Not a sin in the religious sense, but wasting food is simply wrong. We cook a few extra portions to use as lunches or dinners the next day or two, ‘put up’/preserve veggies grown in excess of immediate need, or veggies and fruits purpose bought to put up for when they are out of season [plus homemade pickles and preserves taste better than store bought IMHO]
One serious lack in education is in ‘home economics’ - everybody needs to learn to shop for foods, how to cook from scratch, portion control and what is a reasonable healthy diet. Yes I know that there are ‘food deserts’ and housing with inadequate food prep/storage facilities, but if they can get exposed to real food and healthy diet I think it may be possible that they could learn how to pick out the healthy choices on a fast food menu or in a convenience store.
Haven’t read the thread, answering the OP directly.
It does, but I don’t think that the place to correct it is at the table; that is, eating on when you’re not hungry is worse. What I do to reduce waste is purchase and prepare only as much food as I’m going to eat (either first-run, frozen or as leftovers); that involves planning my purchasing, cooking and eating with leftovers and frozen portions in mind. There is no way I’ll eat a whole head of broccoli in one seating, but by freezing several portions I have them for future needs. I also limit the amount of frozen leftovers, way below what my freezer has room for (I know too many people who have at one point asked “it says here this frozen salmon is from five years ago, you think it’ll be ok?”).
Don’t know that I’d call it a sin but it certainly bothers me to waste food.
I love leftovers though so not much gets wasted by me.

* [Your tasks]:
[A] From the food waste discussion, return the stretch from "Not a sin in" through "the OP directly.".
[B] In the food waste discussion, what subject does one poster call a serious lack in education?
[C] Decide whether each statement agrees with the food waste discussion, answering yes or no and quoting the words that decide it: (i) One poster thinks homemade pickles and preserves taste better than store-bought ones. (ii) One poster read the whole thread before replying. (iii) One poster considers eating when not hungry to be worse than wasting food.

Records of labeled points:
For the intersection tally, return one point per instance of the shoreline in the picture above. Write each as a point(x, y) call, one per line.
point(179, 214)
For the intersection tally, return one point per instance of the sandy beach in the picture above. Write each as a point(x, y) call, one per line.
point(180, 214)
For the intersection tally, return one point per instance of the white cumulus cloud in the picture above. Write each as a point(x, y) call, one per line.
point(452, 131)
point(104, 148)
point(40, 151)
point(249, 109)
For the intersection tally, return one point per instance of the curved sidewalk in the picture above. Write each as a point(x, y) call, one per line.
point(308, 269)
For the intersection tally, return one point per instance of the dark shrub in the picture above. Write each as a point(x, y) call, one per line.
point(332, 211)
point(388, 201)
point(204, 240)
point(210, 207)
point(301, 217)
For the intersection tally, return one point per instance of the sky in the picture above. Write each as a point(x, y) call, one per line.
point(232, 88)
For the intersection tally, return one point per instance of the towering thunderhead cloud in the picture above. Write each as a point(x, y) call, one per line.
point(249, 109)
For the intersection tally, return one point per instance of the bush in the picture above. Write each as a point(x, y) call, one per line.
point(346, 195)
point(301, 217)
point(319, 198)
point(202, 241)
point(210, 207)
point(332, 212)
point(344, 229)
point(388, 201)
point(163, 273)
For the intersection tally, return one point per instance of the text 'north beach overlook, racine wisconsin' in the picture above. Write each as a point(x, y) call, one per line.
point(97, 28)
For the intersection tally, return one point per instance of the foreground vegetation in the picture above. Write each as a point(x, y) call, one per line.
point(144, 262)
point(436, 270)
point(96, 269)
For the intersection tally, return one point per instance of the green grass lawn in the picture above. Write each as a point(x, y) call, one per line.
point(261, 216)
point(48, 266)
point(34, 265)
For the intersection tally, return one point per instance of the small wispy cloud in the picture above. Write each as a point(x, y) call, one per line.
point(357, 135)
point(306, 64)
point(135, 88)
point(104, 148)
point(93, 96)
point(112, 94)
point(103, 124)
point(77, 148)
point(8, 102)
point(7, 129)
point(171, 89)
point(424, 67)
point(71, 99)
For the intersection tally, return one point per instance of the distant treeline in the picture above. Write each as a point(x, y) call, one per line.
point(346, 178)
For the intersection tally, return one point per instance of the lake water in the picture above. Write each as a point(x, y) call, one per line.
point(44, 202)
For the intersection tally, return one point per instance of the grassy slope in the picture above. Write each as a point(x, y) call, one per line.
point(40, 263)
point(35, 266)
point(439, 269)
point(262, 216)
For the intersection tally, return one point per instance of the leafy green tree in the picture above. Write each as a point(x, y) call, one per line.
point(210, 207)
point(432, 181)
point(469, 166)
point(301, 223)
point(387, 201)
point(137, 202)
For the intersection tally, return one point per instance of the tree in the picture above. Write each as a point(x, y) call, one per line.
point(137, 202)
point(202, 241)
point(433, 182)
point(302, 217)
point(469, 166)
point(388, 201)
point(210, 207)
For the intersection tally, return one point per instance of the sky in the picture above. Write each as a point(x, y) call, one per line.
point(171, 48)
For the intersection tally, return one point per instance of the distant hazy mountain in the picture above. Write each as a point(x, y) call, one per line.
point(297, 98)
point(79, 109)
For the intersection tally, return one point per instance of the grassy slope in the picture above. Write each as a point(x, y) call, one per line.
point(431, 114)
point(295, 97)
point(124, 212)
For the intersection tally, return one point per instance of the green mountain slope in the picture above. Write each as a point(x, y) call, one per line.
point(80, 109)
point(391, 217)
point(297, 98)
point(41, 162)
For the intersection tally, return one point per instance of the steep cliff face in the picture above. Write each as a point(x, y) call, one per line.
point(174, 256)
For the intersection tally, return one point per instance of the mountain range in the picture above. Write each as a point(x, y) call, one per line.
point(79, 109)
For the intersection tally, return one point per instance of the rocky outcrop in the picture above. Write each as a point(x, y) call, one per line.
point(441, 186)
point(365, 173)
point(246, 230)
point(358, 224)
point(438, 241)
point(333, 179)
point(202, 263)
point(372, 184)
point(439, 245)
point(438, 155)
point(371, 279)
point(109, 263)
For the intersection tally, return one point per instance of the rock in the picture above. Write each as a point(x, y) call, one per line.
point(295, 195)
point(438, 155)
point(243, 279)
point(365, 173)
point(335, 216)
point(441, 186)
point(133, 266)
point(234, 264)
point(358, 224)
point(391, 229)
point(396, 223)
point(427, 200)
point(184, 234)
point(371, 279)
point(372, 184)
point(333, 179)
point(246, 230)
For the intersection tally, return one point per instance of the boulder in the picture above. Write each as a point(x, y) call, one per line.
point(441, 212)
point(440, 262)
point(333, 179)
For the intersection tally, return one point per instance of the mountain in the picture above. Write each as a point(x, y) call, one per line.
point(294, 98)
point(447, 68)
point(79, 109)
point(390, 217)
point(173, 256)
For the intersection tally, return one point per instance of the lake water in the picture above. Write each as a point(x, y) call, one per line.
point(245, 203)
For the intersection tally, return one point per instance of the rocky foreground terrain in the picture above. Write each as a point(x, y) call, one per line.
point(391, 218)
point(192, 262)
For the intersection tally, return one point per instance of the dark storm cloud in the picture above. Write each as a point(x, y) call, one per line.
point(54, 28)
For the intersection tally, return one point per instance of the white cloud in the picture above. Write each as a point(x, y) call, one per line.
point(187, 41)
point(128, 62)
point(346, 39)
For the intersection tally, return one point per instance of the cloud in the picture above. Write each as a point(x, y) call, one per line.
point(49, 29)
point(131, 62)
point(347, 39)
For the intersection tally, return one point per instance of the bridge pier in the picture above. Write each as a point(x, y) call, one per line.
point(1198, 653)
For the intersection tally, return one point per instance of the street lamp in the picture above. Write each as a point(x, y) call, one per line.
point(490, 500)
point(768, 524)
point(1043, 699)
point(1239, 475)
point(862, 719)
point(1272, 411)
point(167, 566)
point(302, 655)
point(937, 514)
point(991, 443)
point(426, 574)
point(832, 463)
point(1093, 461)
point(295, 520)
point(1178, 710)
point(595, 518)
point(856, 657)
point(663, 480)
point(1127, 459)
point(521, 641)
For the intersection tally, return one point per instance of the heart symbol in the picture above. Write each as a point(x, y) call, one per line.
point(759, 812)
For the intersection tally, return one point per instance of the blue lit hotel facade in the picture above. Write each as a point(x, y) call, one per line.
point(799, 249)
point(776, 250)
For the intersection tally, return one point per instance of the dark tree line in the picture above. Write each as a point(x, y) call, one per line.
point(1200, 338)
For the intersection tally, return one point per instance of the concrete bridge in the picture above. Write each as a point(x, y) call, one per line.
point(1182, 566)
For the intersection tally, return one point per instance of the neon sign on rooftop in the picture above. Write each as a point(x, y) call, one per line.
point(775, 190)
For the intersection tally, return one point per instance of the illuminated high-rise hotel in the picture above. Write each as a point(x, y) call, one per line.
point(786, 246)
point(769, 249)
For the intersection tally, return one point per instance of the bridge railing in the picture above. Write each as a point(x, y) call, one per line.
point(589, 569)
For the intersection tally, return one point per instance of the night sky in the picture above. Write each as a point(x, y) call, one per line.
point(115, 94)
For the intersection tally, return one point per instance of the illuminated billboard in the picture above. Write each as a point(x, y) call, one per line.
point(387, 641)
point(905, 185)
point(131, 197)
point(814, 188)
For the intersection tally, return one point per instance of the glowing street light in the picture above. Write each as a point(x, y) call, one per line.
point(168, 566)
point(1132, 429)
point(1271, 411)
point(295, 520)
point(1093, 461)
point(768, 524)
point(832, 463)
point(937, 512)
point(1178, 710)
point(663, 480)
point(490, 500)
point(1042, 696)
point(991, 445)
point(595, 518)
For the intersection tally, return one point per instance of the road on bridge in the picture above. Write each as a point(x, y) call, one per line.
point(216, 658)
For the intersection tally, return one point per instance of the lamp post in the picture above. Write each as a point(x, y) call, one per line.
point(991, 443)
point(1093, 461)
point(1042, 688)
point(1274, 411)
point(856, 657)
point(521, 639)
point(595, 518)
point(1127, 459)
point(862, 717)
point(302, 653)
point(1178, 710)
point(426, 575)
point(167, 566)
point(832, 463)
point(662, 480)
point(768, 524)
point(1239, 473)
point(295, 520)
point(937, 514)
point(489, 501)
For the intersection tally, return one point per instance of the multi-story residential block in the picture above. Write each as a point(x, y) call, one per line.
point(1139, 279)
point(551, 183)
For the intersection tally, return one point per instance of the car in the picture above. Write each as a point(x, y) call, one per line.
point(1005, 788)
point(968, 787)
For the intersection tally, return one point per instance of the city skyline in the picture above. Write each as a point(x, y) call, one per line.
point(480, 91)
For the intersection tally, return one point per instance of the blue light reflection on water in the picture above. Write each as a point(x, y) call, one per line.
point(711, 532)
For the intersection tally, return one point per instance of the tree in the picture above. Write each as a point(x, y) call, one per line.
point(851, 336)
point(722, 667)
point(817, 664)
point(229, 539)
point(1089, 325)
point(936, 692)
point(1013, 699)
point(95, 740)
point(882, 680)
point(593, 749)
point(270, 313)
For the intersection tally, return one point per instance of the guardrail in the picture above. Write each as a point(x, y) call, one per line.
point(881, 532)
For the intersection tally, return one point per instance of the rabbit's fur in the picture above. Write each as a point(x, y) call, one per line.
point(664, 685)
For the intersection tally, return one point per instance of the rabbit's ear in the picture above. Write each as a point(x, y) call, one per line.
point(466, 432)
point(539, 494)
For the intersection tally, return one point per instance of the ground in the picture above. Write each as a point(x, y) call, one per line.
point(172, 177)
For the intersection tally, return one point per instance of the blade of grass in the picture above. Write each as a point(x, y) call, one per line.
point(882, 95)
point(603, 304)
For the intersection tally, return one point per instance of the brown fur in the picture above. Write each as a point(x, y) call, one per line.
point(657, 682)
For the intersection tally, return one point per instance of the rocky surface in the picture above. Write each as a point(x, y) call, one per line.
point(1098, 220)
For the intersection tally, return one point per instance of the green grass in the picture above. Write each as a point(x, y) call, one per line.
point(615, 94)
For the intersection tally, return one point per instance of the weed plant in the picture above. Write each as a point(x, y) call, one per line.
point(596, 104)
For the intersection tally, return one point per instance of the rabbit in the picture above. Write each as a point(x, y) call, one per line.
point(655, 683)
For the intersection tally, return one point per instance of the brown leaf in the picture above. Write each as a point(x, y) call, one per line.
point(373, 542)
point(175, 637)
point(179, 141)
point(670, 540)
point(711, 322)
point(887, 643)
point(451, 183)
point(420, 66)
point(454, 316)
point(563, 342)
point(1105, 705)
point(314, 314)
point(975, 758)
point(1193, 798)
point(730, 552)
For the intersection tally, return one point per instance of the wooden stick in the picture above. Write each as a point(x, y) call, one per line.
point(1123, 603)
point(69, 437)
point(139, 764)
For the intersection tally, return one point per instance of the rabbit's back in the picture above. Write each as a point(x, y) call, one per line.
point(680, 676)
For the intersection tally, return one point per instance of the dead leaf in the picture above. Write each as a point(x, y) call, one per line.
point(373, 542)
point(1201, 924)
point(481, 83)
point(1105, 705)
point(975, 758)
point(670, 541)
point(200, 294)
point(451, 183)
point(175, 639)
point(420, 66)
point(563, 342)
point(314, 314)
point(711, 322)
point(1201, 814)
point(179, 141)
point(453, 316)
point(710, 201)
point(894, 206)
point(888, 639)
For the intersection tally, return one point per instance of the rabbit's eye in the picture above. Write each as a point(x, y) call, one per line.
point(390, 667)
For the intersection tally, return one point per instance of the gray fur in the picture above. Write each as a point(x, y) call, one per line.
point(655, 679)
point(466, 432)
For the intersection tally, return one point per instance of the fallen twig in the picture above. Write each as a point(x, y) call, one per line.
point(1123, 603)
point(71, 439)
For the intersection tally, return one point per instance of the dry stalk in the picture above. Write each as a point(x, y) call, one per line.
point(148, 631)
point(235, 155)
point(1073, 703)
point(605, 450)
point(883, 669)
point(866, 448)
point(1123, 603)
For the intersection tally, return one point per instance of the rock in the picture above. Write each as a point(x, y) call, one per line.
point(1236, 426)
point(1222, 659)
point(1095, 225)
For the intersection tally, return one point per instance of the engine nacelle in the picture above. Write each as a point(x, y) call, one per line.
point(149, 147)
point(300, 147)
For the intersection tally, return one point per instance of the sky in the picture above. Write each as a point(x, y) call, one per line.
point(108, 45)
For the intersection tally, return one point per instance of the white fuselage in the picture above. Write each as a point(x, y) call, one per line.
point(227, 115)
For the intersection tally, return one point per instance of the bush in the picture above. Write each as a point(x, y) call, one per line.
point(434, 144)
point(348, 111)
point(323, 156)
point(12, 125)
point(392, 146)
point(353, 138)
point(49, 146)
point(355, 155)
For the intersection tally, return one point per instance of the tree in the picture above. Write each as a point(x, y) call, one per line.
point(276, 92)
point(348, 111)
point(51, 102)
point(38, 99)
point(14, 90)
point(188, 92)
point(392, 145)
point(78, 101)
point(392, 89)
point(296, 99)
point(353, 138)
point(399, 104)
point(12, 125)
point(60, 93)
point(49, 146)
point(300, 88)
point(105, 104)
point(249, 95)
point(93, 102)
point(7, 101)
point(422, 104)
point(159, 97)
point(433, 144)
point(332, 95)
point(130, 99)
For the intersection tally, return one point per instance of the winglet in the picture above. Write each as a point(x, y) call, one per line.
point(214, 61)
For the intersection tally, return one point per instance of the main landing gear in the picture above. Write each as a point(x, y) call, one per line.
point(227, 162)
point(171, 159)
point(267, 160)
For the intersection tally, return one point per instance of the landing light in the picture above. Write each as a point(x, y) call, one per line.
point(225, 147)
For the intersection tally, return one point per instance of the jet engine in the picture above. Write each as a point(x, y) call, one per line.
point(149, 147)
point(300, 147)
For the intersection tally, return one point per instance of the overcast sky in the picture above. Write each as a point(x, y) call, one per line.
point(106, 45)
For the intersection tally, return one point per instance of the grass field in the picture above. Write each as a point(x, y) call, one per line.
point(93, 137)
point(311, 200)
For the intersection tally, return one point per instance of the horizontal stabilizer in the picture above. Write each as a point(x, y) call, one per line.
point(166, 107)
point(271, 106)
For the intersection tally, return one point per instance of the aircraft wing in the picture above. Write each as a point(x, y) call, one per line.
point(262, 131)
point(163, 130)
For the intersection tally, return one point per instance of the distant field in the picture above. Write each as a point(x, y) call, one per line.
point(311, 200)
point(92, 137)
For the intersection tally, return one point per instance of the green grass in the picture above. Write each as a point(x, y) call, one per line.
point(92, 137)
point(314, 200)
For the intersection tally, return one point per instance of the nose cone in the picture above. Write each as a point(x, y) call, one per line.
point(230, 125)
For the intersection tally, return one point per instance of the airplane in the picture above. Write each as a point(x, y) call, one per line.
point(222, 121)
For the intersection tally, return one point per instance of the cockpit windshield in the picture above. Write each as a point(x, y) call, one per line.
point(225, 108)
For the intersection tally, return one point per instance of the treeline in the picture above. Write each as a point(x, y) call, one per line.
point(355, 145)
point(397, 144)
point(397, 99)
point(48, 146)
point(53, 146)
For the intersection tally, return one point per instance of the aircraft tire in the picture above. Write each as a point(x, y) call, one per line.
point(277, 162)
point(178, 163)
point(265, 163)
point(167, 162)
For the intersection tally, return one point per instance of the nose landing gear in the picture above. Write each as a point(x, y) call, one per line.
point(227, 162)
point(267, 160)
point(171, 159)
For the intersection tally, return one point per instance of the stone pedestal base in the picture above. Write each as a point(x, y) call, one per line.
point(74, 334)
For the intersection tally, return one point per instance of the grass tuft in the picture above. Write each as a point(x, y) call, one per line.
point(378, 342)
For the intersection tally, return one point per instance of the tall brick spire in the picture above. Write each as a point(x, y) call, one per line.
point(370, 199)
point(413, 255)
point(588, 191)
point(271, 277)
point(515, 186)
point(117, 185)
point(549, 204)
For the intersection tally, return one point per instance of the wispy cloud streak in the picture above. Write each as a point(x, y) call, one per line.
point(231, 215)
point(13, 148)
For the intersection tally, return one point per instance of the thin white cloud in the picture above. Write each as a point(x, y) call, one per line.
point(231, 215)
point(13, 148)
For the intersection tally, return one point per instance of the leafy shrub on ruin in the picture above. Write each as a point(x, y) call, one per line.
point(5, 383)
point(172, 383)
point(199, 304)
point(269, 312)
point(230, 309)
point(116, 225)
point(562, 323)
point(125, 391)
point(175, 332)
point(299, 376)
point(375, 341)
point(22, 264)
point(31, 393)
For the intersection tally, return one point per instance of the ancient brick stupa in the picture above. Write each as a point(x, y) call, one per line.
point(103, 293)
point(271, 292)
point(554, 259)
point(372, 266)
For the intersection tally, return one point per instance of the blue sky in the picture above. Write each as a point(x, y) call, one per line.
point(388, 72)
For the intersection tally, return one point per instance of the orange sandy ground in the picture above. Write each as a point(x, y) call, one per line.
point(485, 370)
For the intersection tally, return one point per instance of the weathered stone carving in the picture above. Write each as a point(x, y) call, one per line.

* [Results of the tasks]:
[A]
Not a sin in the religious sense, but wasting food is simply wrong. We cook a few extra portions to use as lunches or dinners the next day or two, ‘put up’/preserve veggies grown in excess of immediate need, or veggies and fruits purpose bought to put up for when they are out of season [plus homemade pickles and preserves taste better than store bought IMHO]
One serious lack in education is in ‘home economics’ - everybody needs to learn to shop for foods, how to cook from scratch, portion control and what is a reasonable healthy diet. Yes I know that there are ‘food deserts’ and housing with inadequate food prep/storage facilities, but if they can get exposed to real food and healthy diet I think it may be possible that they could learn how to pick out the healthy choices on a fast food menu or in a convenience store.
Haven’t read the thread, answering the OP directly.

[B] Home economics.

[C]
(i) Yes: "homemade pickles and preserves taste better than store bought"
(ii) No: "Haven’t read the thread, answering the OP directly."
(iii) Yes: "eating on when you’re not hungry is worse"